▸ **Texte fourni**:
■ ■ ■

La vraie vie, la vie enfin découverte et éclaircie, la seule vie par conséquent réellement vécue, c'est la littérature.



lundi 15 octobre 2018

À force de me frapper, peut-être, je trouverai la place de son cœur.

Jules Barbey d’Aurevilly, Un Prêtre marié, 1865.

En Normandie profonde, en terre boueuse et marécageuse, un homme vient d’acheter le château du Quesnay. Il s’agit de Jean Gouges, l’abbé Sombreval, l’ancien prêtre de la paroisse, défroqué par son mariage. Veuf, il vient s’installer avec sa fille, la belle et pure Calixte, dont tombe éperdument amoureux le jeune Néel, rejeton d’une digne famille aristocratique, tel qu’il n’en existe plus depuis la Révolution. Tous les éléments du drame sont en place. En effet, une ancienne sorcière revenue à Dieu l’a annoncé : Néel, Calixte et l’ancien prêtre mourront. Et chacun avance sur la voie de sa destinée sans trembler ni dévier d’un pouce.

■ ■ ■

▸ **Consigne 1**: Extrayez le texte fourni en entier, sans y changer un seul mot.
Le texte et les entrées n'ont aucun rapport entre eux.

■ ■ ■

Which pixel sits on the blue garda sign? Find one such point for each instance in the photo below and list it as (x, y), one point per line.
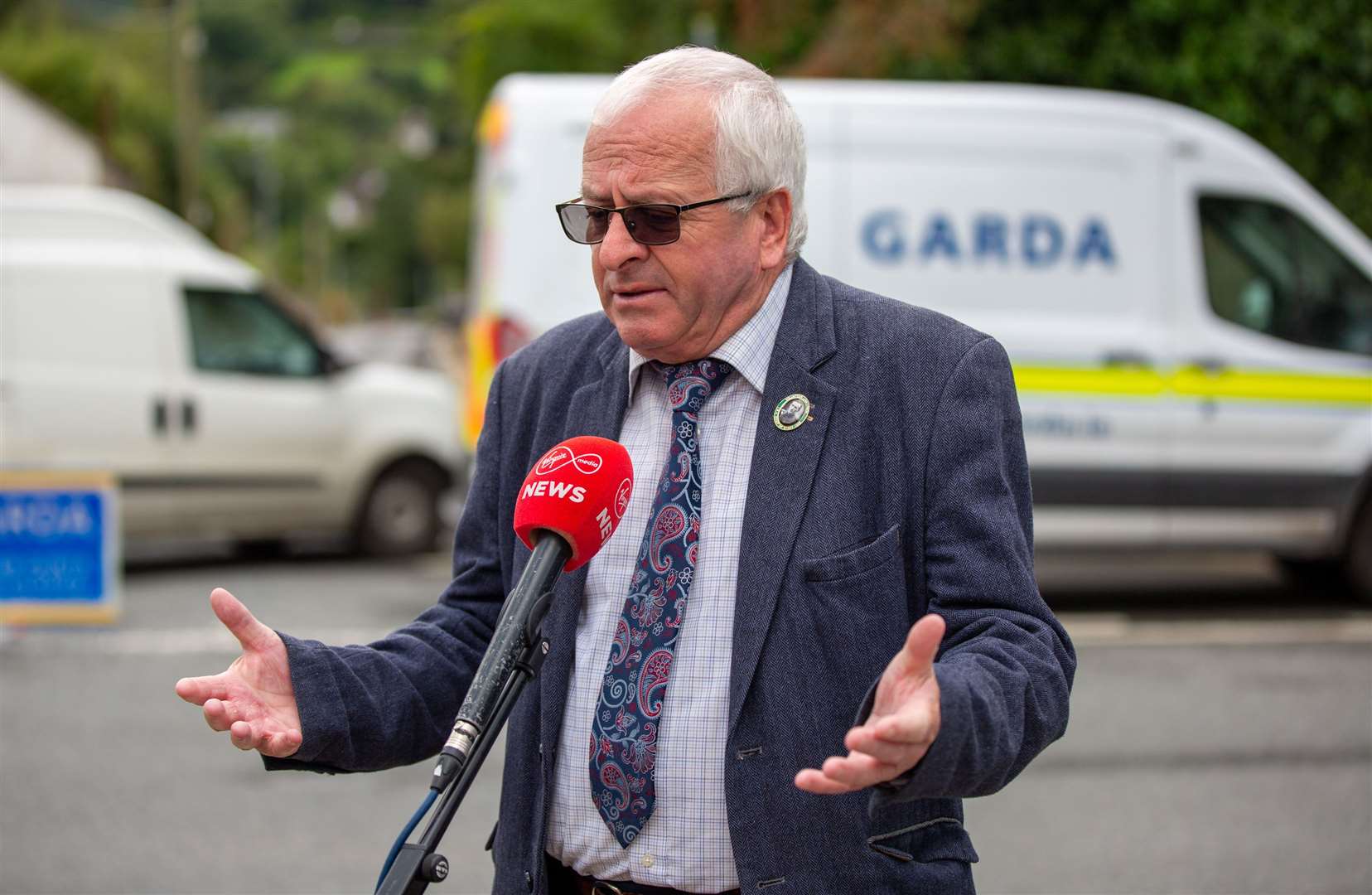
(1029, 240)
(60, 548)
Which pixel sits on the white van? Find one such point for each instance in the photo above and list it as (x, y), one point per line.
(129, 343)
(1190, 322)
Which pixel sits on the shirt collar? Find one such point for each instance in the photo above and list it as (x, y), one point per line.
(750, 349)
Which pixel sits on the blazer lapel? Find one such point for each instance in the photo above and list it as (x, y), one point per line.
(782, 471)
(597, 408)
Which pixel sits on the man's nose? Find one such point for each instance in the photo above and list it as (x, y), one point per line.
(618, 244)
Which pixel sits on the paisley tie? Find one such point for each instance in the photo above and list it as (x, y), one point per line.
(623, 746)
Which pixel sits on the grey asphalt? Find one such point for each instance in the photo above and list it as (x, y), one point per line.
(1220, 742)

■ ■ ■

▸ **Consigne 2**: Rassemblez toutes les lignes des entrées qui contiennent le mot « garda » et recopiez-les.

▸ **Réponse écrite 1**:
La vraie vie, la vie enfin découverte et éclaircie, la seule vie par conséquent réellement vécue, c'est la littérature.



lundi 15 octobre 2018

À force de me frapper, peut-être, je trouverai la place de son cœur.

Jules Barbey d’Aurevilly, Un Prêtre marié, 1865.

En Normandie profonde, en terre boueuse et marécageuse, un homme vient d’acheter le château du Quesnay. Il s’agit de Jean Gouges, l’abbé Sombreval, l’ancien prêtre de la paroisse, défroqué par son mariage. Veuf, il vient s’installer avec sa fille, la belle et pure Calixte, dont tombe éperdument amoureux le jeune Néel, rejeton d’une digne famille aristocratique, tel qu’il n’en existe plus depuis la Révolution. Tous les éléments du drame sont en place. En effet, une ancienne sorcière revenue à Dieu l’a annoncé : Néel, Calixte et l’ancien prêtre mourront. Et chacun avance sur la voie de sa destinée sans trembler ni dévier d’un pouce.

▸ **Réponse écrite 2**:
Which pixel sits on the blue garda sign? Find one such point for each instance in the photo below and list it as (x, y), one point per line.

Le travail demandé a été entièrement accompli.